Source excerpt:
◆ ◆ ◆
Eroded energy reserves

I’m flagging a bit from trying to keep up with dissertation work while also teaching sets of tutorials for two courses along with their associated exam and assignment grading.

It certainly doesn’t help that the third and fourth of the multi-month-long incredibly noisy outdoor renovations in adjacent houses are both in their noisiest phase, with power saws cutting through metal, sledgehammering through apart concrete blocks, and vehicle klaxons from early morning until past dark each day.

Reduced-distraction workplace

Today I got a carrel on the 11th floor of Robarts Library, right near all the social movement books which are most important for my thesis. It’s probably the only physical office I will ever have at U of T and you can’t fault the view, looking west over one of the sections of the library roof and across the varsity stadium.

Two strange quirks of Robarts carrels: you get a special card to check out books into them and those books can be renewed an infinite number of times; however, if someone requests a book which is in your carrel a member of the library staff will slip in and collect it, leaving you a note about what they took.

I’m writing a new 1.5 page overarching narrative for my thesis at the request of my supervisory committee at our first meeting yesterday. I also saw Last Man with Holly, which was outstanding. It’s doubtless one of the best historically realistic space films I’ve ever seen, rivalling Apollo 13 i quality of storytelling, production value, and geek appeal.
◆ ◆ ◆
Annotation dataset entries
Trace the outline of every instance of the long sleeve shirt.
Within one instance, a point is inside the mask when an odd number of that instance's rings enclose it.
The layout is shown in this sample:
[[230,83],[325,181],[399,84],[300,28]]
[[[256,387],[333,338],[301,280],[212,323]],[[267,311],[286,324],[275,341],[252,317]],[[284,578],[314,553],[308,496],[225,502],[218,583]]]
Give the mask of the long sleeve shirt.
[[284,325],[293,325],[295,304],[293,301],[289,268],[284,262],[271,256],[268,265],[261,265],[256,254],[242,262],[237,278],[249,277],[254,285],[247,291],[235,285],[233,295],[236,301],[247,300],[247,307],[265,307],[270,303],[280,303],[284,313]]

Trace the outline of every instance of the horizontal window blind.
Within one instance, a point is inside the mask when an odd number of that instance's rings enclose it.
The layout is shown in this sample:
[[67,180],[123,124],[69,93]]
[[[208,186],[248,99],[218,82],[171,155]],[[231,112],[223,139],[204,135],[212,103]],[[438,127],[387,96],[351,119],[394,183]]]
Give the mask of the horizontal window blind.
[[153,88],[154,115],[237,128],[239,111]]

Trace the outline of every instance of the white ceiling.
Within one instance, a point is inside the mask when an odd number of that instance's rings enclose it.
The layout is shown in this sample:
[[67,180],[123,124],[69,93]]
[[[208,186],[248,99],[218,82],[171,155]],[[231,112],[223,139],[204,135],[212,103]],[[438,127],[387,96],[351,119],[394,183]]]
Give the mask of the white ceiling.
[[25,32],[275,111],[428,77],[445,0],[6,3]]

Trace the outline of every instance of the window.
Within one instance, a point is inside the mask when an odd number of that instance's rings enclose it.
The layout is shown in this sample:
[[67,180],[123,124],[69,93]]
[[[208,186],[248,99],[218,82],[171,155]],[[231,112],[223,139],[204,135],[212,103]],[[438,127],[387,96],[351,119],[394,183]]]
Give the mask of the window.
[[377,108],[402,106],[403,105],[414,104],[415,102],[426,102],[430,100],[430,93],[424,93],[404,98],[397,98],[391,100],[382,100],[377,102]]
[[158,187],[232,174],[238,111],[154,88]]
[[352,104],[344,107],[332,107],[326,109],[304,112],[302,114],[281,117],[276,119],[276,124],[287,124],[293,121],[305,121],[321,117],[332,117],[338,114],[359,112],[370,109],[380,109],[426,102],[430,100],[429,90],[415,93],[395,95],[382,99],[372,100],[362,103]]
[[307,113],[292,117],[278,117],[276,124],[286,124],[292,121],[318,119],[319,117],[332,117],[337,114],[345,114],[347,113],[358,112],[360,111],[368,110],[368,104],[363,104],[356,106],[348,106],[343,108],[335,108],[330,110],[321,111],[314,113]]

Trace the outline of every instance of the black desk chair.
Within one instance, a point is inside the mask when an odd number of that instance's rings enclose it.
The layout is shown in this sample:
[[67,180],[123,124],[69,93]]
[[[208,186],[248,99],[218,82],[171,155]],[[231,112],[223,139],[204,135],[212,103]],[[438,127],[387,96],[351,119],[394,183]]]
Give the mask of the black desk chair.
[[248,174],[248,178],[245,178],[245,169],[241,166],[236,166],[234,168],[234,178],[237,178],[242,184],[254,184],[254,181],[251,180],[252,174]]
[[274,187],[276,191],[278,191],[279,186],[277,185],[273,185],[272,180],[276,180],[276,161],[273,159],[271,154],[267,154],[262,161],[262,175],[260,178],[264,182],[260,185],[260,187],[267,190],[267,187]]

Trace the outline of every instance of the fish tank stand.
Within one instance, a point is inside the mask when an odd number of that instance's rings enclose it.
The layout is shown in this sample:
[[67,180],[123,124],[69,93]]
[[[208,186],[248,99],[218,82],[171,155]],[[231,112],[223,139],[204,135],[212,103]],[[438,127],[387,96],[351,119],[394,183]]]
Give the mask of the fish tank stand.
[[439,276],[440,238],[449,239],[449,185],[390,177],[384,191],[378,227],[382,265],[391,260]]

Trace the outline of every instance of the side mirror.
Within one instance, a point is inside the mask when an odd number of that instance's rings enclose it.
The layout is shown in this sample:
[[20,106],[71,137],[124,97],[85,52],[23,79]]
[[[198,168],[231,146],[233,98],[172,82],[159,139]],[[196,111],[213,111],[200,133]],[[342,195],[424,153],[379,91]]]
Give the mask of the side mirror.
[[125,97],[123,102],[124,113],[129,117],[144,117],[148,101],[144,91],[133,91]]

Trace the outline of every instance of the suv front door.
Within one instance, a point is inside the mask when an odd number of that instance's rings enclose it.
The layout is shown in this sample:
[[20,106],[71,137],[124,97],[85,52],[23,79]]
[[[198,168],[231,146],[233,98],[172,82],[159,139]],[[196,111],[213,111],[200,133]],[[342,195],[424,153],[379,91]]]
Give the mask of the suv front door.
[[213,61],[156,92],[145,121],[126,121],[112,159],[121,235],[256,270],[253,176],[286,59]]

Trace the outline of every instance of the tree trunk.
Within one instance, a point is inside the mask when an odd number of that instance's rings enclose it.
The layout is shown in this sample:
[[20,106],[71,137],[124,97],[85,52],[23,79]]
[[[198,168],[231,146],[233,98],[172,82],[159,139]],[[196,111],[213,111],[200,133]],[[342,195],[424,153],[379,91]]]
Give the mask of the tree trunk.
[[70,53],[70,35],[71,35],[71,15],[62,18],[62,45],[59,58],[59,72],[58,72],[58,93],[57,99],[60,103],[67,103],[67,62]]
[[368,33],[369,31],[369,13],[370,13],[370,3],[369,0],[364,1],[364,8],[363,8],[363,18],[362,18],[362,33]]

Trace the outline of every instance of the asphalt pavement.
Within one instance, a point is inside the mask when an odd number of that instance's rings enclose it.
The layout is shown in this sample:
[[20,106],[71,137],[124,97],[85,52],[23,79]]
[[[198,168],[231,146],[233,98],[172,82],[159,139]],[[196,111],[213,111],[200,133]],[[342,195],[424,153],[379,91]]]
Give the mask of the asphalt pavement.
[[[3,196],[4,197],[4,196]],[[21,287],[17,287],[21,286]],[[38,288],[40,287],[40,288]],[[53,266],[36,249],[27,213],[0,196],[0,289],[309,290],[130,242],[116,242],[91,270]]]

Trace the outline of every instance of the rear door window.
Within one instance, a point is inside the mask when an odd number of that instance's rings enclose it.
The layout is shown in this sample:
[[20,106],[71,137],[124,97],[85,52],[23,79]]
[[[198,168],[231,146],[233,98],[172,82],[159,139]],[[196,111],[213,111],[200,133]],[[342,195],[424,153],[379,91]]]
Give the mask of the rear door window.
◆ ◆ ◆
Work to complete:
1. Summarize the post about dissertation work and a new library carrel in two sentences.
2. Collect every line of the entries that contains the string "trunk".

The answers:
1. The writer is worn down from keeping up with dissertation work while teaching tutorials and grading for two courses, and loud renovations at two neighboring houses make it harder. They got a carrel on the 11th floor of Robarts Library near the social movement books, are writing a new 1.5-page overarching narrative for the thesis at the supervisory committee's request, and saw Last Man with Holly, which they found outstanding.

2.
Trace the outline of every instance of the tree trunk.
Give the mask of the tree trunk.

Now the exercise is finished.